Mr Brougham went on to state that over a number of years, Mr Atkinson had annexed a considerable tract of land called Threap Ground, which was considered as ‘debateable ground, it may belong to Lorbottle Common or it may belong to Rothbury Common, at present we will say nothing about that but the land below the Threap Ground was never disputed, it has always been known to be Rothbury Common’. Continuing, Mr Brougham stated that Mr Atkinson then decided to annex the better land below Threap Ground, first ‘he took in 42 acres more. He then went to the Bank Head Shank and there having only 402 acres, thought he would go a little to the southward and take 420 acres more …… he gave directions for the building of this wall which was to enclose his part from the rest’. At this point, Mr Brougham informed the court that Mr Atkinson’s actions reminded him of the early settlers of North America that ‘when they want a piece of ground, they just sit themselves down on the corner of a neighbour’s estate and exercise this sort of possession for twenty years’ adding that ‘everybody knows that twenty years possession gives a right of property’. Mr Brougham carried on for several more minutes with various points of common law rights concluding with ‘…. to stop them before they get their enclosure completed. We do not seek to recover damages but to beg the question of right’.

His colleague, Mr Weightman then took over by calling a number of witnesses to be examined by giving historical evidence as to the use of the Common including the land that had been taken by Mr Atkinson. All of the witnesses for the plaintiff stated that the land in question had always been part of Rothbury Common and that those that qualified had always grazed their livestock on it.

Mr Weightman called Edward Smith, a local surveyor who stated that he had earlier been employed by Mr Atkinson to make a plan of Lorbottle Estate. Mr Smith stated that Mr Atkinson had told him ‘….. to get a person who knew the boundaries to point them out to him’.

This plan, was produced to the court and accepted by Mr Smith as the one that he had drawn up with the assistance of a Mr Balmer (now deceased). Mr Smith pointed out that the green line on the plan was drawn by Mr Balmer’s direction and excluded the Threap Ground. Continuing under oath, Mr Smith said that when he showed Mr Atkinson how far he had gone, Mr Atkinson was dissatisfied. At this, Mr Brougham said ‘Aye, aye, he was not pleased at that, he had not enough you know’. Mr Smith further stated he had to redraw the plan with guidance from Mr Atkinson himself and then with the assistance of a shepherd employed by Mr Atkinson.

After the plan was redrawn to the satisfaction of Mr Atkinson, orders were given to a Walter Johnson, a local builder, for the wall to be built.

Several more witnesses for the plaintiff were called, all giving more or less the same evidence about the historical use of the Common by those who had the ‘Right of Common’.

Finally, Mr Brougham stood up and announced ‘That’s my case, my Lord’.

The judge, Mr Justice Bailey, commented that the building of such a wall, even though it was open at each end, was an obstruction to cattle grazing on common land on the north side of the wall.

Mr Williams, the defendant’s senior barrister, immediately responded by saying that in his and his client’s opinion there was no evidence to suggest that any cattle ever grazed on the north side.
_ _ _ _ _ _ _
**WHAT TO DO**. Rewrite the stretch of the court account from "Finally, Mr Brougham" through "the north side.", changing "cattle" to "sheep".
_ _ _ _ _ _ _
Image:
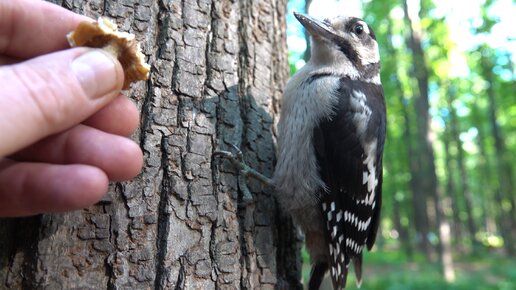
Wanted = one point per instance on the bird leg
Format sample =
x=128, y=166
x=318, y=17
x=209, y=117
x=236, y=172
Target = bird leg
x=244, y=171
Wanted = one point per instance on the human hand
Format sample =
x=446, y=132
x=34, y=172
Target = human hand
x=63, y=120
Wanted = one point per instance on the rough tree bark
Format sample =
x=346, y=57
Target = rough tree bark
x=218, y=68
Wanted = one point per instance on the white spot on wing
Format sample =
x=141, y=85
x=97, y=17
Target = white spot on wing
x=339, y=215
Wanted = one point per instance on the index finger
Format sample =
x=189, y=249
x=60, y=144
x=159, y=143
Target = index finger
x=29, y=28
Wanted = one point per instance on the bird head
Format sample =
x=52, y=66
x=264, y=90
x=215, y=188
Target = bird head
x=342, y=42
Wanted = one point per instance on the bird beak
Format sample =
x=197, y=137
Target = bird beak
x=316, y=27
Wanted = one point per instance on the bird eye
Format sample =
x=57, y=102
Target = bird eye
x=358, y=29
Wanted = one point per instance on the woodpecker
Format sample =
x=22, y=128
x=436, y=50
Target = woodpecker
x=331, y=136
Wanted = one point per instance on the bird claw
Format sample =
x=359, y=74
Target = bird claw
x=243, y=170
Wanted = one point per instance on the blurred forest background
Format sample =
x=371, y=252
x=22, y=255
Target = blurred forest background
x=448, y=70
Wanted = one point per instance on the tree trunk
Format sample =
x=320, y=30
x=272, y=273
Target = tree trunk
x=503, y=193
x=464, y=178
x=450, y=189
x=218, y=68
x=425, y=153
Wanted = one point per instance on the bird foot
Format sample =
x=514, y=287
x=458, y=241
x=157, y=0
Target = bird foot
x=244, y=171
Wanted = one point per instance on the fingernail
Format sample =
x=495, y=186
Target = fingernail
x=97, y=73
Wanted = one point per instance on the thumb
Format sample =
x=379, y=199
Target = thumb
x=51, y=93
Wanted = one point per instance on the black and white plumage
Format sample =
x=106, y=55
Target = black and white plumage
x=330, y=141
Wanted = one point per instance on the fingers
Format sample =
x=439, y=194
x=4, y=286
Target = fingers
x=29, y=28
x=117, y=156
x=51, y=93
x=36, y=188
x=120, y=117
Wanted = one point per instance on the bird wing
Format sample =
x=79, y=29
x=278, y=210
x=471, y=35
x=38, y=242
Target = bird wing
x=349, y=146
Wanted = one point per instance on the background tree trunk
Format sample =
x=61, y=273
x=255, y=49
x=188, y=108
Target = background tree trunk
_ _ _ _ _ _ _
**ANSWER TO THE PROBLEM**.
Finally, Mr Brougham stood up and announced ‘That’s my case, my Lord’.

The judge, Mr Justice Bailey, commented that the building of such a wall, even though it was open at each end, was an obstruction to sheep grazing on common land on the north side of the wall.

Mr Williams, the defendant’s senior barrister, immediately responded by saying that in his and his client’s opinion there was no evidence to suggest that any sheep ever grazed on the north side.